*** DOCUMENT EXCERPT ***

About this webinar
Recorded On: Wednesday, March 25, 2020
Presented By: Kaitlyn Sarlo Davila, Ph.D Candidate at The University of Florida
Heat stress is a major limiting factor of beef cattle production. Over 40% of the world’s beef cattle reside in tropical or subtropical climates known for their hot and humid conditions. When cattle experience heat stress they exhibit lower feed intake, reduced pregnancy rates and in extreme cases even death. In the U.S. alone, heat stress results in a loss of $369 million a year due to reduced animal performance. The overall goal of this project is to develop genomic tools to select for animals with superior thermal adaptation.
In order to unravel the genetic architecture underlying heat tolerance this project utilizes 2,800 animals from a Bos indicus and Bos taurus crossbred population. Thermotolerance is a quantitative trait controlled by many genes and under environmental influence and it is also difficult and expensive to measure. These challenges can be overcome by collecting precise phenotypes on many of the underlying traits that contribute to an animal’s thermal adaptation. Under heat stress, cattle primarily lose heat via cutaneous evaporation at the skin-hair coat interface. Many factors affect the efficiency of evaporative cooling including sweating capacity, sweat gland properties and hair coat properties. This project not only measured continuous core body temperature of cattle in the crossbred population under low, average, and high heat stress conditions using iButton technology but also measured sweating rate and collected skin biopsies and hair samples. The skin biopsies were processed into histology slides, from which dermis thickness, sweat gland size, sweat gland number and sweat gland depth were measured. Hair samples were measured for length and diameter. These skin and hair properties have been found to have significant effects on the core body temperature under heat stress.

*** DATA SECTION ***

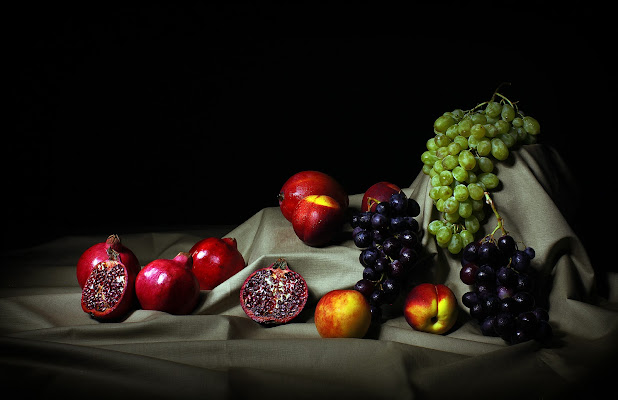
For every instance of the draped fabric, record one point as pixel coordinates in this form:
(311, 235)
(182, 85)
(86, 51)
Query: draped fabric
(50, 346)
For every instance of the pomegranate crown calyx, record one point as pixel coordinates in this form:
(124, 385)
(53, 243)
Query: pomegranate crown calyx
(113, 255)
(280, 263)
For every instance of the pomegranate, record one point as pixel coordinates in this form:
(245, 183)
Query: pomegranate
(168, 285)
(274, 295)
(98, 253)
(305, 183)
(215, 260)
(108, 292)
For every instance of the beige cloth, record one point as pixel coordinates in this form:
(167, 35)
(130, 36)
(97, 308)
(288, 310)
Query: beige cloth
(49, 346)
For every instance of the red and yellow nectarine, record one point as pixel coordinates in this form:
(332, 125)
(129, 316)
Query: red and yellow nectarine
(342, 314)
(431, 308)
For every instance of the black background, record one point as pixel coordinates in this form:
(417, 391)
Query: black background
(157, 117)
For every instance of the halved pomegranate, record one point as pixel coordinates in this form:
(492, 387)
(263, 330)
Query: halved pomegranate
(274, 295)
(109, 291)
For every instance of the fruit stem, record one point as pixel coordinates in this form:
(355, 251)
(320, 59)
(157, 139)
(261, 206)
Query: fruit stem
(280, 263)
(500, 226)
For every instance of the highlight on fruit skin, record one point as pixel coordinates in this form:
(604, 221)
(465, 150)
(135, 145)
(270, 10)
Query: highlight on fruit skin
(274, 295)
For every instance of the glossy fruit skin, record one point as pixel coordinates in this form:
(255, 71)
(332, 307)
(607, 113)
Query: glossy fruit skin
(264, 286)
(316, 219)
(215, 260)
(98, 253)
(305, 183)
(342, 314)
(377, 193)
(431, 308)
(168, 285)
(125, 303)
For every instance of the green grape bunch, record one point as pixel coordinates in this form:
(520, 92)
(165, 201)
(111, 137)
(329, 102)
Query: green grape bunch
(460, 160)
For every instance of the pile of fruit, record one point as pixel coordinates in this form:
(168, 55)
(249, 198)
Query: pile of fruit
(460, 159)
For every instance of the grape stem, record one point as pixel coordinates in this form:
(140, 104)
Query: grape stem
(500, 226)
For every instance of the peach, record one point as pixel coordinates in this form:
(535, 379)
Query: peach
(316, 219)
(342, 314)
(431, 308)
(377, 193)
(305, 183)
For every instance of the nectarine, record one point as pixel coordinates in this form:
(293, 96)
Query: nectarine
(431, 308)
(342, 314)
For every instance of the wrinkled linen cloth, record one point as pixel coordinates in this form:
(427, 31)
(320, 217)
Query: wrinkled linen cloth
(50, 346)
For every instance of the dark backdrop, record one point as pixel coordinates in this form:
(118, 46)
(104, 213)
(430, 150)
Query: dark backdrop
(157, 117)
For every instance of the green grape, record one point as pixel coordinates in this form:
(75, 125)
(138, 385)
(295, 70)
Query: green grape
(457, 114)
(435, 180)
(453, 131)
(462, 141)
(465, 209)
(454, 148)
(452, 218)
(460, 174)
(443, 237)
(508, 139)
(489, 180)
(434, 193)
(467, 160)
(442, 123)
(476, 191)
(442, 140)
(499, 149)
(445, 192)
(461, 192)
(464, 127)
(472, 224)
(455, 244)
(517, 122)
(434, 226)
(431, 144)
(485, 164)
(531, 125)
(502, 127)
(446, 177)
(467, 237)
(493, 109)
(449, 162)
(451, 205)
(429, 157)
(477, 204)
(507, 113)
(490, 130)
(478, 131)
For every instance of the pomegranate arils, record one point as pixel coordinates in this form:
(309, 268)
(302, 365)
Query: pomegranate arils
(105, 286)
(108, 291)
(274, 295)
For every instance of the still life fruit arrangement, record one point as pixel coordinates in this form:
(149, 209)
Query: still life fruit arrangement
(459, 160)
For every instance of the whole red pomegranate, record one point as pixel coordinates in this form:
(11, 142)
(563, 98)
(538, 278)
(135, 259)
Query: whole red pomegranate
(215, 260)
(168, 285)
(98, 253)
(305, 183)
(108, 291)
(274, 295)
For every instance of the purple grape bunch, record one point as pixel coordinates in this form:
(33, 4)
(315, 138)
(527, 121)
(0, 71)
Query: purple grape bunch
(390, 242)
(503, 285)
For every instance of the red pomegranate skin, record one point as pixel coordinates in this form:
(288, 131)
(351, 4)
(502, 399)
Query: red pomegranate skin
(215, 260)
(305, 183)
(168, 285)
(377, 193)
(98, 253)
(124, 303)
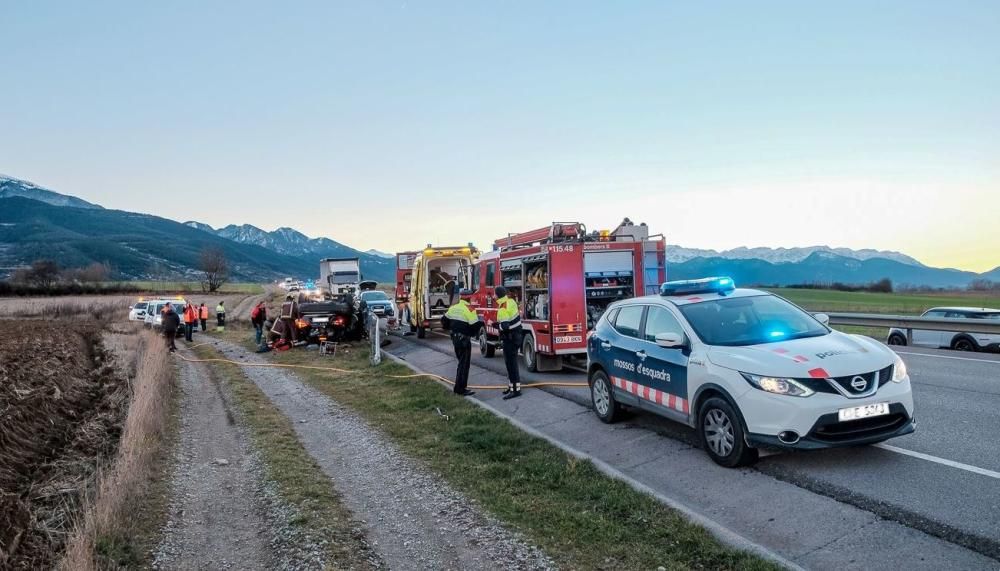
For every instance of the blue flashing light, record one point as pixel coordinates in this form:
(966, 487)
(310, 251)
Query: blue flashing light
(719, 285)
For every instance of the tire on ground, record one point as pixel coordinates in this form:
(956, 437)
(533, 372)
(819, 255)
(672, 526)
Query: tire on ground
(721, 412)
(602, 396)
(964, 343)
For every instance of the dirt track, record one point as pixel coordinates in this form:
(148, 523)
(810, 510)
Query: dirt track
(218, 517)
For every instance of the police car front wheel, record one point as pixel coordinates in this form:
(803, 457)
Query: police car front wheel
(721, 432)
(603, 397)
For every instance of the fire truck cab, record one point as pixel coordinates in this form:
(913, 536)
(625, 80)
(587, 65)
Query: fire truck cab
(563, 279)
(436, 277)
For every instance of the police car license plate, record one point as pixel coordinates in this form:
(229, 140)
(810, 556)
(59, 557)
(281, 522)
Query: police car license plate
(866, 411)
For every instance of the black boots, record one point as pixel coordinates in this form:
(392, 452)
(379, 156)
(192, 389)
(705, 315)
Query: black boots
(511, 394)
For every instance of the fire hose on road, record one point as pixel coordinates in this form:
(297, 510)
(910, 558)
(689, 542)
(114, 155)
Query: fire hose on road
(349, 371)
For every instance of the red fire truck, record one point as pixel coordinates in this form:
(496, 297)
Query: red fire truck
(563, 279)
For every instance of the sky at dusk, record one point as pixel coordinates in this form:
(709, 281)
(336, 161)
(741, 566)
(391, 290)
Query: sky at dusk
(390, 125)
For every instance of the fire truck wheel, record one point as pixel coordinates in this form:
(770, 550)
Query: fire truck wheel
(528, 348)
(485, 349)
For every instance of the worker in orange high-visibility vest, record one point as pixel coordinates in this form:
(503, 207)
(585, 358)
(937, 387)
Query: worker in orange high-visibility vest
(190, 318)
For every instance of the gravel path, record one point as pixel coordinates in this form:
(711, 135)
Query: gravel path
(415, 520)
(223, 514)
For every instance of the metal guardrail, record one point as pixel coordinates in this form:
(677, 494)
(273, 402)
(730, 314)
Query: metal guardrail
(911, 322)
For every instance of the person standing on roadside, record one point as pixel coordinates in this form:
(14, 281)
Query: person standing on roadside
(289, 313)
(509, 322)
(220, 316)
(190, 319)
(464, 324)
(169, 323)
(258, 315)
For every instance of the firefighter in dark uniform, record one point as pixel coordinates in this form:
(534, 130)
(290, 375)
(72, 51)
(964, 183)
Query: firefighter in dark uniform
(509, 322)
(464, 324)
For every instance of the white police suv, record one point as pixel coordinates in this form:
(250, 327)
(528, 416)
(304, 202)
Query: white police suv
(746, 369)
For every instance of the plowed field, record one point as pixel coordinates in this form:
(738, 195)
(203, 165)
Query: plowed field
(61, 407)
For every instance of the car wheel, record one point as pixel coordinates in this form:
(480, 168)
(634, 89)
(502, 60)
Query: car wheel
(485, 349)
(722, 434)
(603, 397)
(964, 344)
(528, 348)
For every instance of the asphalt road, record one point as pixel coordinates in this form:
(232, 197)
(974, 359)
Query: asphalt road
(943, 480)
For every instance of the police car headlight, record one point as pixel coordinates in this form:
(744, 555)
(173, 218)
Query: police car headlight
(778, 386)
(898, 370)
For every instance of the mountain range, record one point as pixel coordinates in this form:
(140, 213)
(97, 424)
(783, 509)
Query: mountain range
(783, 255)
(36, 222)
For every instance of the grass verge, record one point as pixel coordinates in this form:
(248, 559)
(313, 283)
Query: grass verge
(122, 524)
(301, 483)
(579, 516)
(893, 303)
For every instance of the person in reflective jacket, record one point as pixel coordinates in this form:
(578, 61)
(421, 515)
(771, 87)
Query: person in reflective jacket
(509, 322)
(220, 316)
(464, 324)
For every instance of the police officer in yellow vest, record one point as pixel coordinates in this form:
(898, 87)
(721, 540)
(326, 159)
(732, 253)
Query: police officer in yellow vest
(464, 324)
(509, 322)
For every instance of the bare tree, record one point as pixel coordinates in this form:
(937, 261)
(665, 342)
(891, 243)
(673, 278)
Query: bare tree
(215, 267)
(42, 273)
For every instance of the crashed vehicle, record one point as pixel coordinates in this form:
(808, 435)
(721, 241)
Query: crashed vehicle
(341, 317)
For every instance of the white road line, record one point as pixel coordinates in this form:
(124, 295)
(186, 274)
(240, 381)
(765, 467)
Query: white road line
(942, 461)
(947, 357)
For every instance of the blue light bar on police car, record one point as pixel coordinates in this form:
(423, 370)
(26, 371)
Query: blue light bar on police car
(719, 285)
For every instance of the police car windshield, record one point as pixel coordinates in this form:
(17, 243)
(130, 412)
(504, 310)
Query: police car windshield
(752, 320)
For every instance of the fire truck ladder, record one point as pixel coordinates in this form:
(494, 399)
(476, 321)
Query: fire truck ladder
(555, 233)
(654, 263)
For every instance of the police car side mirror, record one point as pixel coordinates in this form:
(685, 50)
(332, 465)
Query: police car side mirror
(670, 340)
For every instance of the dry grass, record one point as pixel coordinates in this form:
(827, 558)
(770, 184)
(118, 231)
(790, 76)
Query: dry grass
(106, 308)
(119, 524)
(103, 308)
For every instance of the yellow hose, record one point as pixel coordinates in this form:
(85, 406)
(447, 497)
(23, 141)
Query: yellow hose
(413, 376)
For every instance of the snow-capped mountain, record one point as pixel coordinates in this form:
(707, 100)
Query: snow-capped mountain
(200, 226)
(677, 254)
(11, 187)
(294, 243)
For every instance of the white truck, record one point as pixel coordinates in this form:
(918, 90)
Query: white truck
(340, 275)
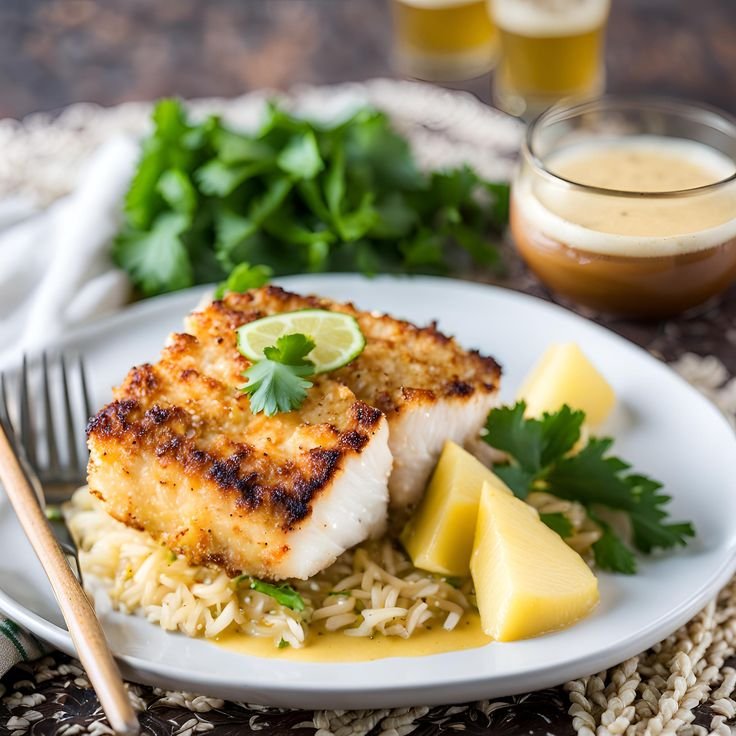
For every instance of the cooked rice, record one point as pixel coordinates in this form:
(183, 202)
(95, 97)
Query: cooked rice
(585, 533)
(371, 590)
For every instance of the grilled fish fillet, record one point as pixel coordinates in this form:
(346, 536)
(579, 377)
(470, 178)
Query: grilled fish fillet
(429, 388)
(179, 454)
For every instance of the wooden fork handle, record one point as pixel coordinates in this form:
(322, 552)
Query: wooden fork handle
(82, 622)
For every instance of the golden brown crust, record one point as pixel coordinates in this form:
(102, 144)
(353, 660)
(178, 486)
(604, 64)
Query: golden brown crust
(402, 364)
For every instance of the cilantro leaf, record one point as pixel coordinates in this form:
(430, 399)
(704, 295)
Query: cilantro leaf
(283, 594)
(297, 196)
(509, 431)
(539, 459)
(300, 157)
(157, 261)
(277, 383)
(612, 554)
(558, 523)
(244, 277)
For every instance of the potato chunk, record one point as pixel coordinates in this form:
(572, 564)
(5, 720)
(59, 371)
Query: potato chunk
(564, 375)
(439, 537)
(527, 580)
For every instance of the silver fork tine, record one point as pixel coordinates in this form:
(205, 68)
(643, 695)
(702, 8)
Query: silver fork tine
(53, 449)
(4, 414)
(85, 390)
(87, 404)
(27, 433)
(69, 417)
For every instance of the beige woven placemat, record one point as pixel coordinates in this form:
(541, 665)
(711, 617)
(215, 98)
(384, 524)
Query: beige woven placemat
(654, 693)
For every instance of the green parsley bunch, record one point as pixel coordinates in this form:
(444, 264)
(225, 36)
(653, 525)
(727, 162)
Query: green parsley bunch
(295, 197)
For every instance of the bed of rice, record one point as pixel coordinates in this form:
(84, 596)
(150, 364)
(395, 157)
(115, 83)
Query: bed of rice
(373, 589)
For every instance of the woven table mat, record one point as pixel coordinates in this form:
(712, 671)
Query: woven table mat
(685, 684)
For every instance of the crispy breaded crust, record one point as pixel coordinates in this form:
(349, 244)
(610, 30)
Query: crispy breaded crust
(402, 364)
(428, 386)
(179, 454)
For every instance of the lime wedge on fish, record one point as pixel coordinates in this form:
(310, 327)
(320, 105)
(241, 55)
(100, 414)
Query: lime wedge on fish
(336, 336)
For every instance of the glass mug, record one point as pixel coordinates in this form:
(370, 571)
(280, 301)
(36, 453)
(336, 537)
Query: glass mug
(550, 49)
(443, 40)
(629, 205)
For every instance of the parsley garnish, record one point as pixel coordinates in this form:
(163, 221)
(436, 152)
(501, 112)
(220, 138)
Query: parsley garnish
(283, 594)
(277, 383)
(557, 523)
(539, 460)
(296, 197)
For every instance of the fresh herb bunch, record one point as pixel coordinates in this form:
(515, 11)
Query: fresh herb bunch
(278, 382)
(540, 459)
(296, 196)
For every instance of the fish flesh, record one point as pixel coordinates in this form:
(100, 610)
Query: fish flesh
(430, 389)
(179, 454)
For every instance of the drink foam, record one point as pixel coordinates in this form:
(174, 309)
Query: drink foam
(653, 227)
(548, 18)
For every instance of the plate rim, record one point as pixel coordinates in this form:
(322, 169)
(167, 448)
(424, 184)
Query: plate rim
(146, 670)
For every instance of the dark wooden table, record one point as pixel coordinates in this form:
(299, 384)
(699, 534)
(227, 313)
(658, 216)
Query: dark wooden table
(56, 52)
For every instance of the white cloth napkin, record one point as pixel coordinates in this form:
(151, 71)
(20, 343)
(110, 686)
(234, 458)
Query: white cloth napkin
(55, 267)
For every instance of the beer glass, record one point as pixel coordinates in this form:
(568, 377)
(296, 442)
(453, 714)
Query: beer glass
(628, 205)
(550, 49)
(443, 40)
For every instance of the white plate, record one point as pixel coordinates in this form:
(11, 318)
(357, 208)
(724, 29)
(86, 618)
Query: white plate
(662, 425)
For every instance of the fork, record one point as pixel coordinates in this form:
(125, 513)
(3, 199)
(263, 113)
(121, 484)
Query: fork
(19, 456)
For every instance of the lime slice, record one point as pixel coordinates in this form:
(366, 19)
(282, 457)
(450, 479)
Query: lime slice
(337, 337)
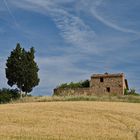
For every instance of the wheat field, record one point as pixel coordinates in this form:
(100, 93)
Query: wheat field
(83, 120)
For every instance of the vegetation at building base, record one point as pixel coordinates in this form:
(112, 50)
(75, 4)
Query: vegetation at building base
(132, 91)
(8, 95)
(81, 84)
(21, 69)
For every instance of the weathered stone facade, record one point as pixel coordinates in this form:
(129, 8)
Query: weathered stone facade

***

◆ **WHAT THE EXERCISE ASKS**
Write the next part of the webinar summary on heat stress in beef cattle, picking up right after its last sentence. The data has nothing to do with the heat stress webinar text.

◆ **ANSWER FOR THE TASK**
Once thermotolerance had been described by these precise phenotypes, the genetic variants underlying these traits were characterized using genome wide association studies (GWAS) utilizing SVS. Several promising selection candidates have been identified for the hair traits through these methods. We intend to leverage the SVS software to also identify selection candidates and putative functional mutations for skin properties and ultimately perform a meta-analysis on the results of the multiple GWAS to determine the relationship of the sub phenotypes of thermotolerance to each other and also to other pertinent beef production traits.